Omit the pictures and reproduce the rest of the listing exactly.
(Given data Opens)
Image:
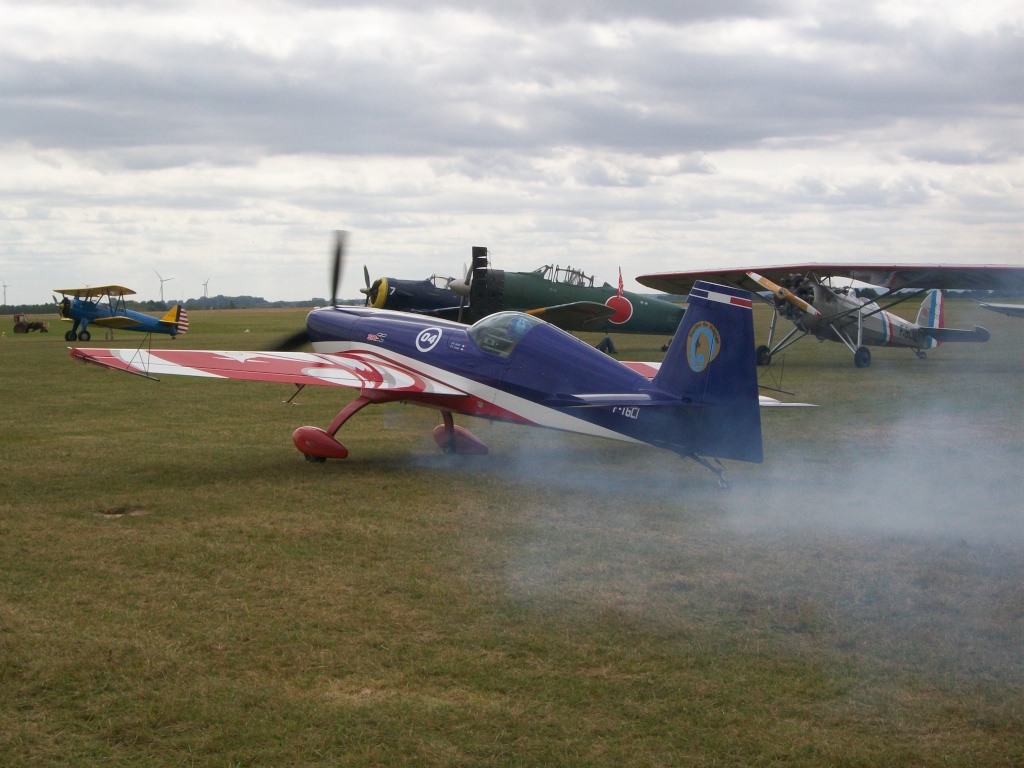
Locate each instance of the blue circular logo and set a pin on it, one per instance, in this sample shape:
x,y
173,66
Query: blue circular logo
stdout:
(Given data Closes)
Output of the task:
Image:
Locate each instance of the blue circular logo and set a pin on it, one per instance, in this sample shape:
x,y
173,66
Query: blue circular logo
stdout:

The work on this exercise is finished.